▶ **TASK DETAILS**
Starting at the line with "Where can you spot the upholstered" in it, reproduce each line below through the last one, exactly, and include nothing else.

▶ **Object location annotation data**
· · · · ·
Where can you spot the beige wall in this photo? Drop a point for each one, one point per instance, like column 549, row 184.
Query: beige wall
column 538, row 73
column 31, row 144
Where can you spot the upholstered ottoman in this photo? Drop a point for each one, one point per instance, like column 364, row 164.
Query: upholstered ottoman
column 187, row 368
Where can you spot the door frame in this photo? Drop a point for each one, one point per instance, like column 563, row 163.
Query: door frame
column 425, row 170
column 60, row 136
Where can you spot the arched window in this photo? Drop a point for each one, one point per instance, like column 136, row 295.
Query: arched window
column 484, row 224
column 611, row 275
· · · · ·
▶ **EXPECTED ANSWER**
Where can you spot the upholstered ottoman in this photo? Drop a point for each one, one point per instance, like column 364, row 164.
Query: upholstered ottoman
column 187, row 368
Where can you spot the door frame in this photo? Drop a point for each one, one point per instance, like column 563, row 163.
Query: door frame
column 425, row 170
column 60, row 136
Where can you spot the arched window in this photo? Drop a point for each one, one point per instance, like column 136, row 295.
Query: arched window
column 484, row 224
column 611, row 275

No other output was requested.